++++ Texto ++++
Aos educadores, os parâmetros curriculares recomendam estabelecer uma relação de confiança com os alunos, mostrando-se disponível para dúvidas e conversas, sem emitir juízo de valor, respondendo às questões de forma respeitosa, clara e direta.
"A linguagem não sexista, de promoção da igualdade, do respeito e da dignidade pode ser valorizada desde as primeiras experiências escolares, não criando estereótipos, intolerâncias, discriminações e papéis definidos para meninos e meninas. Isso amplia-se para incorporar diversidade social, étnico,de sexo, gênero e sexualidades, escolhas religiosas", diz Vanessa Cavalcanti. Trata-se, portanto, de proporcionar um espaço plural e amigável para discutir o tema a partir de bases científicas.
Educação sexual nas escolas pode ajudar no combate à pedofilia à violência sexual?
Nesses momentos de acolhimento, os profissionais da educação podem, inclusive, identificar casos de violência ou que necessitem de acompanhamento individualizado. Pesquisadores apontam, inclusive, que a educação sexual pode salvar crianças de casos de pedofilia.
Qual a idade correta para iniciarem-se as aulas de educação sexual?
++++
§ **Tarefa proposta A**
Transcreva do texto sobre educação sexual o trecho que vai de "Nesses momentos de" até "casos de pedofilia.".
O texto acima e a listagem que vem a seguir não têm relação entre si.
++++ Registros extraídos ++++
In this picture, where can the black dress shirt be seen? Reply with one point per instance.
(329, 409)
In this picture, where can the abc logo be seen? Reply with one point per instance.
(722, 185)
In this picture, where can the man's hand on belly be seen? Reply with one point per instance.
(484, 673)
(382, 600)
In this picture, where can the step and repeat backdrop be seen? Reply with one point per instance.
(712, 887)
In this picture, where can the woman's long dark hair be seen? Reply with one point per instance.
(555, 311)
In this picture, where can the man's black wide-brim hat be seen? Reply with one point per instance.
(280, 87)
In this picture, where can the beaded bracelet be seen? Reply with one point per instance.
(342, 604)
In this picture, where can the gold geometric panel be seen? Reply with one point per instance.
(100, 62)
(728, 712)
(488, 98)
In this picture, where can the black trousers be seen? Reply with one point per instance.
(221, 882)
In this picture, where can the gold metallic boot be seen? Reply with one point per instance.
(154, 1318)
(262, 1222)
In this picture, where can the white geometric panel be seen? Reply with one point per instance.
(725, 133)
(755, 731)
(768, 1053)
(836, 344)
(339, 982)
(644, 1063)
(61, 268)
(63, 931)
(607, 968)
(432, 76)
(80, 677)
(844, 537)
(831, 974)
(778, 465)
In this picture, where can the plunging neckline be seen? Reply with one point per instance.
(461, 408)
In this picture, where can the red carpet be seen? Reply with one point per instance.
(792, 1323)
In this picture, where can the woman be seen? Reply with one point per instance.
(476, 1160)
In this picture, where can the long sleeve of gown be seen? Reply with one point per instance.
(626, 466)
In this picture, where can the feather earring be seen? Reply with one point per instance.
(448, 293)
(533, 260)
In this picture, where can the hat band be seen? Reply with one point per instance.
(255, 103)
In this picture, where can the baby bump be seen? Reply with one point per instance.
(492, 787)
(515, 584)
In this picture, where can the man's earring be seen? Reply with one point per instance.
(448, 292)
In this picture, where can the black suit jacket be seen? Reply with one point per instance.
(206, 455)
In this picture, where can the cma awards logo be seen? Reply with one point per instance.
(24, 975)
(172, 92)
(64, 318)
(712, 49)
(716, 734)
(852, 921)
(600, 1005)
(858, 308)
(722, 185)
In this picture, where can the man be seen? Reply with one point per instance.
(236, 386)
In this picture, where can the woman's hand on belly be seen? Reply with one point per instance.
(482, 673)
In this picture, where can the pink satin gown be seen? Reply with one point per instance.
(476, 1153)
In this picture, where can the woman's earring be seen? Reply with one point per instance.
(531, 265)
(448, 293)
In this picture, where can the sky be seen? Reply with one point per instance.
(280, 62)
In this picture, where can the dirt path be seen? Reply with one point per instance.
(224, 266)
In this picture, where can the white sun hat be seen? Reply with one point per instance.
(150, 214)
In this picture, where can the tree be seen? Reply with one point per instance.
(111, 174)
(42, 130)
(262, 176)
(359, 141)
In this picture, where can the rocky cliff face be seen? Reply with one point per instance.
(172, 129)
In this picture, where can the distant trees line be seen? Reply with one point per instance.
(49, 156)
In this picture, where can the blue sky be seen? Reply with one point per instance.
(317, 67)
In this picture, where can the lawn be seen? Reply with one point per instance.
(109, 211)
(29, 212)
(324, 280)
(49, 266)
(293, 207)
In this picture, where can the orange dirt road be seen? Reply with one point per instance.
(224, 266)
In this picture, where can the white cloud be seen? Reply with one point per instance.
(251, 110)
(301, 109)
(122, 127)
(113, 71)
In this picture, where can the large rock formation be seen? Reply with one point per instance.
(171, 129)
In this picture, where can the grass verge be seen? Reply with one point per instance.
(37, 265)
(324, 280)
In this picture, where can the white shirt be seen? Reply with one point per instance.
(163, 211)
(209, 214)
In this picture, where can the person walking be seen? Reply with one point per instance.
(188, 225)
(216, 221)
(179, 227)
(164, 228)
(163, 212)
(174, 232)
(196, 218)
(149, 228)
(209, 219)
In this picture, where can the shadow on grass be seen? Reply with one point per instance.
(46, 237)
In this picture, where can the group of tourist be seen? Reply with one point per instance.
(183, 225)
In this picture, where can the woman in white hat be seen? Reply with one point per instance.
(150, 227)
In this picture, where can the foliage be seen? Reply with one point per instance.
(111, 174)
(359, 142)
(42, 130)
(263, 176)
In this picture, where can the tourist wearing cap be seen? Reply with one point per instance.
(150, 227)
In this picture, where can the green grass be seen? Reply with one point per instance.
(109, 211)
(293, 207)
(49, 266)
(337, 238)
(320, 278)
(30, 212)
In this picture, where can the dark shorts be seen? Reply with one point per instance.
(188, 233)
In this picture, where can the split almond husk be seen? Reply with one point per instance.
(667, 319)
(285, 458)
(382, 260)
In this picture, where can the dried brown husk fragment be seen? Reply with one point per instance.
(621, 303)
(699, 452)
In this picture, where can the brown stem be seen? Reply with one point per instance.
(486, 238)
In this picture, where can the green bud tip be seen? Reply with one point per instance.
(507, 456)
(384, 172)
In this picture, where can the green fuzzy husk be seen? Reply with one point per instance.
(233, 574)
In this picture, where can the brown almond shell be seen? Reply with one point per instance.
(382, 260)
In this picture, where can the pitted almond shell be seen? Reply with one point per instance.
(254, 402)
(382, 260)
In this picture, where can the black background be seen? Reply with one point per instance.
++++
§ **Tarefa proposta B**
Na listagem, troque "husk" por "hull" no trecho que vai da linha que contém "In this picture, where can the person" até o fim da listagem, sem mudar mais nada, e apresente somente esse trecho.

§ **Resultado da tarefa A**
Nesses momentos de acolhimento, os profissionais da educação podem, inclusive, identificar casos de violência ou que necessitem de acompanhamento individualizado. Pesquisadores apontam, inclusive, que a educação sexual pode salvar crianças de casos de pedofilia.

§ **Resultado da tarefa B**
In this picture, where can the person walking be seen? Reply with one point per instance.
(188, 225)
(216, 221)
(179, 227)
(164, 228)
(163, 212)
(174, 232)
(196, 218)
(149, 228)
(209, 219)
In this picture, where can the shadow on grass be seen? Reply with one point per instance.
(46, 237)
In this picture, where can the group of tourist be seen? Reply with one point per instance.
(183, 225)
In this picture, where can the woman in white hat be seen? Reply with one point per instance.
(150, 227)
In this picture, where can the foliage be seen? Reply with one point per instance.
(111, 174)
(359, 142)
(42, 130)
(263, 176)
In this picture, where can the tourist wearing cap be seen? Reply with one point per instance.
(150, 227)
In this picture, where can the green grass be seen? Reply with one point per instance.
(109, 211)
(293, 207)
(49, 266)
(337, 238)
(320, 278)
(30, 212)
In this picture, where can the dark shorts be seen? Reply with one point per instance.
(188, 233)
In this picture, where can the split almond hull be seen? Reply with one point per instance.
(667, 319)
(285, 458)
(382, 260)
In this picture, where can the dried brown hull fragment be seen? Reply with one point per instance.
(621, 303)
(699, 452)
In this picture, where can the brown stem be seen? Reply with one point per instance.
(486, 238)
In this picture, where can the green bud tip be seen? Reply with one point per instance.
(507, 456)
(384, 172)
In this picture, where can the green fuzzy hull be seen? Reply with one point per instance.
(233, 574)
In this picture, where can the brown almond shell be seen? Reply with one point per instance.
(382, 260)
In this picture, where can the pitted almond shell be seen? Reply with one point per instance.
(254, 402)
(382, 260)
In this picture, where can the black background be seen? Reply with one point per instance.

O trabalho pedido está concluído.